§ **WHAT YOU WILL DO**:
Look below for the line containing "the dog's chin". Output it and each remaining line of the entries exactly, and nothing else.

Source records

# # # # # # #

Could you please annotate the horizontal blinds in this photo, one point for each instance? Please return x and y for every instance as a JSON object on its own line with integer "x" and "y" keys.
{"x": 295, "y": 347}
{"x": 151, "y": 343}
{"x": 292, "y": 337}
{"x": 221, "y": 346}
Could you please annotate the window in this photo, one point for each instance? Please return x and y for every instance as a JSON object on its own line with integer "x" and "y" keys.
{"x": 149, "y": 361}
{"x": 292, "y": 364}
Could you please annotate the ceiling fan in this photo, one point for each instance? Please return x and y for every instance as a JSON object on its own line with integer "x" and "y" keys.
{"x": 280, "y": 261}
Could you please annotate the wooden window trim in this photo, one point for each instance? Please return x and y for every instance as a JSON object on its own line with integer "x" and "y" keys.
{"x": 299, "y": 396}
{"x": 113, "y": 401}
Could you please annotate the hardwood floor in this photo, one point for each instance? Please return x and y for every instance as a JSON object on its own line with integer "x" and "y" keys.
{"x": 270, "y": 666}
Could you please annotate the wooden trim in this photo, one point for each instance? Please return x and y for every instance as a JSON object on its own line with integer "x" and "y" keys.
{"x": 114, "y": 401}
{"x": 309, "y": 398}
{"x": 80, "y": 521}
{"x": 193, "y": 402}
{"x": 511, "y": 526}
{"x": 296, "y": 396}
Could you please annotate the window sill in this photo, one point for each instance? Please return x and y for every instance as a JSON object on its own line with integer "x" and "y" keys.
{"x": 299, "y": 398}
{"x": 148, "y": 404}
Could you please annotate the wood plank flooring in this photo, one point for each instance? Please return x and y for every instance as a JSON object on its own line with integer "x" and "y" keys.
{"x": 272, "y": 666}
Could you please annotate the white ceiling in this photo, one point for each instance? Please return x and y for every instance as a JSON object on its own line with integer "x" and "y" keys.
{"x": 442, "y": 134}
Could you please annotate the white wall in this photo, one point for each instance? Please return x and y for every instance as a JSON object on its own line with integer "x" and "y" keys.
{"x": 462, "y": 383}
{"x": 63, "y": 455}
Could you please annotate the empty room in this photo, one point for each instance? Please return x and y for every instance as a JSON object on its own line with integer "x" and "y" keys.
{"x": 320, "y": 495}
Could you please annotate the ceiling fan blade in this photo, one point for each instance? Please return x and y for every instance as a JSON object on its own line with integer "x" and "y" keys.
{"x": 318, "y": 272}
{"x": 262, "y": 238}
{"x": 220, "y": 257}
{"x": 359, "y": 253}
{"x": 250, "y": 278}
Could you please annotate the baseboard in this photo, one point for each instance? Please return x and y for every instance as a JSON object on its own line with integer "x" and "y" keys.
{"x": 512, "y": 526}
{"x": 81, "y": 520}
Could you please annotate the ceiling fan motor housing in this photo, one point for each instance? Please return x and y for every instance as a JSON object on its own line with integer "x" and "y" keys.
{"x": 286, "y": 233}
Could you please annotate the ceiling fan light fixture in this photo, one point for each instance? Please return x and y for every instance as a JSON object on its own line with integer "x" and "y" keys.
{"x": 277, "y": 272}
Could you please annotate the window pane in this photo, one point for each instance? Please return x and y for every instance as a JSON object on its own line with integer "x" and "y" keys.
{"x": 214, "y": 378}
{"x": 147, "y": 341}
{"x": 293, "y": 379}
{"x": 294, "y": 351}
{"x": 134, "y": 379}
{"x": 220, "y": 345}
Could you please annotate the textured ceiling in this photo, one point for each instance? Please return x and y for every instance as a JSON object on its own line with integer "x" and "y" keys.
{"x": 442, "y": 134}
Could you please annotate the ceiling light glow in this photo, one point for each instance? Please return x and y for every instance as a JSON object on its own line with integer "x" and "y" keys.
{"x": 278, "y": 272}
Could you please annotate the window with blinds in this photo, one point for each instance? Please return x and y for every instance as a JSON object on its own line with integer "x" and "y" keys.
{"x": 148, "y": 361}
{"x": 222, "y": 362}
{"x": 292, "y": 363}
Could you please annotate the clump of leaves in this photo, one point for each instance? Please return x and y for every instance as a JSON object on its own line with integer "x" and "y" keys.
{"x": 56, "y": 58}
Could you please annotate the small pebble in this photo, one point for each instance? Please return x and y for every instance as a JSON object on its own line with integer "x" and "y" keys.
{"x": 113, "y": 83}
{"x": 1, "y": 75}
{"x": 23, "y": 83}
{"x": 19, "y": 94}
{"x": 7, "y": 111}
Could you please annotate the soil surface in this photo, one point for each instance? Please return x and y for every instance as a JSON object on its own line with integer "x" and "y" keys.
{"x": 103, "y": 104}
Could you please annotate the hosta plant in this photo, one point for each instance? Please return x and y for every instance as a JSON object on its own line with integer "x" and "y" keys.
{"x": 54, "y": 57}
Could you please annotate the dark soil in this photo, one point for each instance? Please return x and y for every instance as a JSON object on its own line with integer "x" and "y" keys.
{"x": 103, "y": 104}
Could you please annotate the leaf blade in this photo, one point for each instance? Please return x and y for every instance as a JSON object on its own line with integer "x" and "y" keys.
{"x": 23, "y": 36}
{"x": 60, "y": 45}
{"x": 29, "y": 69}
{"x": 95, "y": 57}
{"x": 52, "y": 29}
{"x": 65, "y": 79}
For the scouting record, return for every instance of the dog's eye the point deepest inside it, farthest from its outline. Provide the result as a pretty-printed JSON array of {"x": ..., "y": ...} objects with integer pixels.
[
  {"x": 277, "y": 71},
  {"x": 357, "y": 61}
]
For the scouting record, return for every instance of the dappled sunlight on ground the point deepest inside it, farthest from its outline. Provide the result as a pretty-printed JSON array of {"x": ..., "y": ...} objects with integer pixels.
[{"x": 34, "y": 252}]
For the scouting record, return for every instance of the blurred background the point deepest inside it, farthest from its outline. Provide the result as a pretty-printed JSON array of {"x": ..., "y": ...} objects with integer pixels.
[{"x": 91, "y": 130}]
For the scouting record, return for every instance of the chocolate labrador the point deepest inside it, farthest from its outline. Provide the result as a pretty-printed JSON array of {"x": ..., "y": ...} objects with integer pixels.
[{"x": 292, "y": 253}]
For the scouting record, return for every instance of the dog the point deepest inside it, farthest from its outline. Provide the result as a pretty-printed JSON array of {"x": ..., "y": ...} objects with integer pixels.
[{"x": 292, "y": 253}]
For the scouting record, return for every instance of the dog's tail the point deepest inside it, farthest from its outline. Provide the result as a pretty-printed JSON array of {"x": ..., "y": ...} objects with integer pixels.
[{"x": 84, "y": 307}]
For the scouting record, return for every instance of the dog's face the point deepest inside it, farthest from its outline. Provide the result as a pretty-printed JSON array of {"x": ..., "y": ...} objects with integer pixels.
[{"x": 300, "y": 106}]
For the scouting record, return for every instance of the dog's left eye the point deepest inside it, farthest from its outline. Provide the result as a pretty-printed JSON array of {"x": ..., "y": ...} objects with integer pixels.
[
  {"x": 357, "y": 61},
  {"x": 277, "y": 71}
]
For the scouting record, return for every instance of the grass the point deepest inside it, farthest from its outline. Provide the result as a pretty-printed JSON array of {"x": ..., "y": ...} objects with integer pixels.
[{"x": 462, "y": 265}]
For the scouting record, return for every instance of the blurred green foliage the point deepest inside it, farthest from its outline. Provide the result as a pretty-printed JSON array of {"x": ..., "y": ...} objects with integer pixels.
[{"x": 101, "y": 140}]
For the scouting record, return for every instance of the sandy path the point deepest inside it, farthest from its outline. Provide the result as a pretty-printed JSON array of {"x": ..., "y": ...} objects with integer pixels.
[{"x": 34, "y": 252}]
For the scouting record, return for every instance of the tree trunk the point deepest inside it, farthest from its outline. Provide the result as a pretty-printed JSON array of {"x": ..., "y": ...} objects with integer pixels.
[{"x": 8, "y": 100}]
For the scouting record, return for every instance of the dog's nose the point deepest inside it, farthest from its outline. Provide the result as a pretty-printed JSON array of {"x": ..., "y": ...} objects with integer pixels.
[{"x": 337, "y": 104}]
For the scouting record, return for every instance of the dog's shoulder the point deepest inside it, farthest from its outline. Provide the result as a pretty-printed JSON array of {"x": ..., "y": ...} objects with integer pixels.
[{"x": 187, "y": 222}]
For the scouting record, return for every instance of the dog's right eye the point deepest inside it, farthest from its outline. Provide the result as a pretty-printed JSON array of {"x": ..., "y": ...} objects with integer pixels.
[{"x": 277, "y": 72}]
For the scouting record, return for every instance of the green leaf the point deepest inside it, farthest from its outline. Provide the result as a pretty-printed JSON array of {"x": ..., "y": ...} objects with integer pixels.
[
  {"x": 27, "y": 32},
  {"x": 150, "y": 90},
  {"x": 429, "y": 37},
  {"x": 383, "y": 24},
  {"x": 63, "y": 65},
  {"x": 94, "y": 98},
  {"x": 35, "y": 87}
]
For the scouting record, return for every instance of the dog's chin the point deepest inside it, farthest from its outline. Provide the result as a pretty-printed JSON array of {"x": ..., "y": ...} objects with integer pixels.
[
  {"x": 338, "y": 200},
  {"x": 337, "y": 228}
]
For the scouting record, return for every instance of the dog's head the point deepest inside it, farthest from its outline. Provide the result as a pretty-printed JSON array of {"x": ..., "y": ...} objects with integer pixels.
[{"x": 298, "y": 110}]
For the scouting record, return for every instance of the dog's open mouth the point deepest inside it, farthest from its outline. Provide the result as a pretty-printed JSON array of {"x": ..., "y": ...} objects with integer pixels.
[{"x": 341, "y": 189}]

# # # # # # #

§ **RESULT BELOW**:
For the scouting record, return for every instance of the dog's chin the point deepest inside it, farthest from its outline. Provide the result as a pretty-printed JSON array of {"x": ..., "y": ...} objects with integer pixels.
[
  {"x": 338, "y": 200},
  {"x": 337, "y": 228}
]
For the scouting record, return for every instance of the dog's head the point deepest inside it, farthest from its outline. Provide the result as a pretty-printed JSON array of {"x": ..., "y": ...} objects with integer pixels.
[{"x": 298, "y": 110}]
For the scouting record, return for every instance of the dog's open mouth the point deepest inside it, farthest from its outline. Provide the result as a pretty-printed JSON array of {"x": ..., "y": ...} objects with integer pixels.
[{"x": 341, "y": 189}]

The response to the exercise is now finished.